Bagian Latihan:
A) Dalam tulisan tentang puisi A. Mustofa Bisri, apa yang menurut Ibnu 'Arabi menjadi penyebab timbulnya cinta?
B) Tolong kutip tulisan tentang puisi A. Mustofa Bisri dari "Dengan begitu, sudut-pandang" sampai "selengkapnya berikut ini.".

Dengan begitu, sudut-pandang
aku-lirik dalam perpuisian A. Mustofa Bisri keluar dari tradisi lirik perpuisian
Indonesia pada umumnya yang karena sifat kelirisannya menjadi “mengutamakan nada
dan irama, abstraksi terhadap waktu dan tempat tertentu”. Dengan sudut-pandang
transendental itu, realitas tidak perlu diindah-indahkan, baik di dalam maupun
di luar realitas puisi, karenanya hal itu berpengaruh pada penyikapan terhadap
bahasa sajak. Bagi A. Mustofa Bisri, bahasa sajak disikapi sebagaimana “Aku Tak
Akan Memperindah Kata-kata”. Bahkan, sudut-pandang aku-lirik yang transendental
itu pun tidak saja ditampilkan
melalui bahasa sajak yang simbolik, melainkan dinyatakan secara langsung, dikutip selengkapnya berikut ini.
AKU TAK
AKAN MEMPERINDAH KATA-KATA
Aku tak
akan memperindah kata-kata
Karena aku
hanya ingin menyatakan
Cinta dan
kebenaran
Adakah
yang lebih indah dari
Cinta dan
kebenaran
Maka
memerlukan kata-kata indah?
1997
(Gandrung, 2000:21)
“Cinta dan kebenaran”, memang, tidak memerlukan “kata-kata indah” sebab cinta dan kebenaran itu sendiri adalah keindahan. Cinta yang dimaksudkan ialah mahabbah, cinta mutlak kepada Allah SWT: “Ya Allah, ya Tuhanku yang Maha Pengasih/ Ya Allah ya Tuhanku yang Maha Penyayang/ Kiranya tak ada permintaan yang lebih besar/ dariku---/ dan tak ada anugerah sebesar apa pun dariMu/ dapat mengurangi kebesaranMu---/ : ya Tuhan, aku memohon cinta dan kasih sayang!//” (Sajak “Doa Pecinta 2”, Gandrung, 2000:68). Menurut Ibnu ‘Arabi (via Affifi, 1989:238), basis timbulnya cinta itu disebabkan oleh keindahan. Di samping itu, “Islam sendiri benar-benar menganggap aspek Ketuhanan sebagai keindahan, dan gambaran ini dijadikan tumpuan istimewa dalam tasawuf, yang secara alami berasal dan mengandung inti (haqaa’iq) ajaran Islam” (Nasr via Hadi W.M., 2001:10).

Data yang Diberikan:

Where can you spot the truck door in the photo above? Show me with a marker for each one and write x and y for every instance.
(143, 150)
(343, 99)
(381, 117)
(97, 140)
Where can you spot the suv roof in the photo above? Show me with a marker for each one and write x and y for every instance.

Jawaban yang Diharapkan:
A) Keindahan.

B)
Dengan begitu, sudut-pandang
aku-lirik dalam perpuisian A. Mustofa Bisri keluar dari tradisi lirik perpuisian
Indonesia pada umumnya yang karena sifat kelirisannya menjadi “mengutamakan nada
dan irama, abstraksi terhadap waktu dan tempat tertentu”. Dengan sudut-pandang
transendental itu, realitas tidak perlu diindah-indahkan, baik di dalam maupun
di luar realitas puisi, karenanya hal itu berpengaruh pada penyikapan terhadap
bahasa sajak. Bagi A. Mustofa Bisri, bahasa sajak disikapi sebagaimana “Aku Tak
Akan Memperindah Kata-kata”. Bahkan, sudut-pandang aku-lirik yang transendental
itu pun tidak saja ditampilkan
melalui bahasa sajak yang simbolik, melainkan dinyatakan secara langsung, dikutip selengkapnya berikut ini.